* [What is being asked]
Write the records out again, keeping each line exactly as it is.

* [Stored rows]
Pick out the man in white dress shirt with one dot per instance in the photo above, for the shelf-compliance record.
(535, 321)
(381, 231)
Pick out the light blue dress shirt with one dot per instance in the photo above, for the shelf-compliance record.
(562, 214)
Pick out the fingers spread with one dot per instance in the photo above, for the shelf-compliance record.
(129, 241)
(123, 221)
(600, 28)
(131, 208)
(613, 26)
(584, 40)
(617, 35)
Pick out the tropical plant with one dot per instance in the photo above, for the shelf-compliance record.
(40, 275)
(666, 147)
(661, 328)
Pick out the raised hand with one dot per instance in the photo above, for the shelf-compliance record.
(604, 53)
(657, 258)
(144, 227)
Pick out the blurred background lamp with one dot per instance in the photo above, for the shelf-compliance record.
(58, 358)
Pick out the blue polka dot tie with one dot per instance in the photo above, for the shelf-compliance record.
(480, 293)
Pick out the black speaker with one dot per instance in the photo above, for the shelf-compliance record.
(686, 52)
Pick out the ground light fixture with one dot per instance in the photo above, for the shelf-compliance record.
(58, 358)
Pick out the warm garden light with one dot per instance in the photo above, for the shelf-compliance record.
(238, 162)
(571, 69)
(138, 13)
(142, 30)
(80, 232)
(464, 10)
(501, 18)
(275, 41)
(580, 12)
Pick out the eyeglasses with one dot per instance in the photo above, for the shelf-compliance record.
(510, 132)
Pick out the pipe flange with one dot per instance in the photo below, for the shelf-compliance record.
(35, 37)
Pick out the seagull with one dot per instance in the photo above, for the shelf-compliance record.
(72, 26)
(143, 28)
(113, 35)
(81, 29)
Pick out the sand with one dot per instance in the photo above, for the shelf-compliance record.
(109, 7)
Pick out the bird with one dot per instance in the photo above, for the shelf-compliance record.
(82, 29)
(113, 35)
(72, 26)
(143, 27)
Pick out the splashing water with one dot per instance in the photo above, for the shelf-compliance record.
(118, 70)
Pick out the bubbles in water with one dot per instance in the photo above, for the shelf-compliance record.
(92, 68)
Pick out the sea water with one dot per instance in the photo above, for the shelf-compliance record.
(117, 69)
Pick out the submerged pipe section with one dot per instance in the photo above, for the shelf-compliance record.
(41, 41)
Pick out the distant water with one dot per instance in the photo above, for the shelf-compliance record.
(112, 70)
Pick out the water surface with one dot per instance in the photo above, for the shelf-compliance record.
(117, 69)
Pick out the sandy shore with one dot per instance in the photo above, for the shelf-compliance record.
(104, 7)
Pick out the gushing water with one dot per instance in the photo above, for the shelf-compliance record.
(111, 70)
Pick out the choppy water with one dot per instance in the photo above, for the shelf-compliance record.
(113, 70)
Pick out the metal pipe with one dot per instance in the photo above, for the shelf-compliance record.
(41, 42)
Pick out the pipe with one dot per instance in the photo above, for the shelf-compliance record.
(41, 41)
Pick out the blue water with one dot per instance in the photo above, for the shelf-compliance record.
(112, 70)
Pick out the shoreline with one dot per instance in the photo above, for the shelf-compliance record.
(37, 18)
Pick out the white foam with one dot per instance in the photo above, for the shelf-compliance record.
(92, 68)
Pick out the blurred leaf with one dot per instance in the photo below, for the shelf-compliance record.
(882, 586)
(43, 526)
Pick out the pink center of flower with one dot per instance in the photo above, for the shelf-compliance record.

* [Written reply]
Pick out the man in white dress shirt with one dot per instance in the photo above, for the shelf-compliance record.
(535, 321)
(381, 231)
Pick out the light blue dress shirt with one dot per instance in the photo above, for the shelf-compliance record.
(562, 214)
Pick out the fingers spread with one dot per instance in the photo above, for the shelf-compliance record.
(129, 241)
(123, 221)
(600, 28)
(131, 208)
(613, 26)
(584, 40)
(617, 35)
Pick out the tropical plant with one dot per instance in the photo above, for the shelf-compliance record.
(40, 275)
(666, 147)
(661, 328)
Pick out the raised hand with one dot per instance in the photo above, for the shelf-compliance record.
(604, 53)
(657, 258)
(144, 227)
Pick out the blurred background lamp with one dot per instance in the photo above, for the shelf-compliance record.
(58, 358)
Pick out the blue polka dot tie with one dot per instance in the photo above, for the shelf-compliance record.
(480, 293)
Pick out the black speaker with one dot per instance in the photo above, for the shelf-compliance record.
(686, 52)
Pick out the ground light fixture with one dot per instance in the photo above, for the shelf-compliance record.
(58, 358)
Pick out the warm garden light with one dot per instance in the photo above, for the shelf-compliance record.
(238, 162)
(571, 69)
(138, 13)
(142, 30)
(80, 232)
(464, 10)
(501, 18)
(275, 41)
(580, 12)
Pick out the eyeglasses with one dot per instance in the photo above, for the shelf-compliance record.
(510, 132)
Pick out the pipe flange with one dot per instance in the photo below, for the shelf-compliance record.
(35, 37)
Pick out the seagull with one dot per instance in the photo above, for the shelf-compliance record.
(72, 26)
(143, 28)
(113, 35)
(81, 29)
Pick out the sand with one dot per instance in the photo above, for the shelf-compliance record.
(109, 7)
Pick out the bird with one dot per instance in the photo above, for the shelf-compliance record.
(82, 29)
(113, 35)
(72, 26)
(143, 27)
Pick out the splashing water with one dot per instance in the photo above, for the shelf-compliance record.
(118, 70)
Pick out the bubbles in water with one dot per instance in the photo above, for the shelf-compliance record.
(92, 68)
Pick out the sea water with one dot per instance in the photo above, for the shelf-compliance record.
(117, 69)
Pick out the submerged pipe section with one dot per instance in the photo above, for the shelf-compliance record.
(41, 41)
Pick out the distant water with one dot per instance in the photo above, for the shelf-compliance record.
(112, 70)
Pick out the water surface with one dot per instance in the photo above, for the shelf-compliance record.
(117, 69)
Pick out the sandy shore with one dot per instance in the photo above, for the shelf-compliance record.
(104, 7)
Pick out the gushing water with one dot per instance in the photo above, for the shelf-compliance record.
(111, 70)
Pick out the choppy water with one dot per instance in the photo above, for the shelf-compliance record.
(113, 70)
Pick out the metal pipe with one dot per instance in the photo above, for the shelf-compliance record.
(41, 42)
Pick out the pipe with one dot per instance in the photo above, for the shelf-compliance record.
(41, 41)
Pick out the blue water with one dot per instance in the photo above, for the shelf-compliance record.
(112, 70)
Pick out the shoreline with one dot per instance in the photo above, for the shelf-compliance record.
(37, 18)
Pick out the white foam with one dot per instance in the photo above, for the shelf-compliance record.
(92, 68)
Pick out the blurred leaf with one dot per instance in the photo below, for the shelf-compliance record.
(882, 586)
(43, 526)
Pick out the pink center of flower with one dot per instance in the photo above, for the shelf-compliance record.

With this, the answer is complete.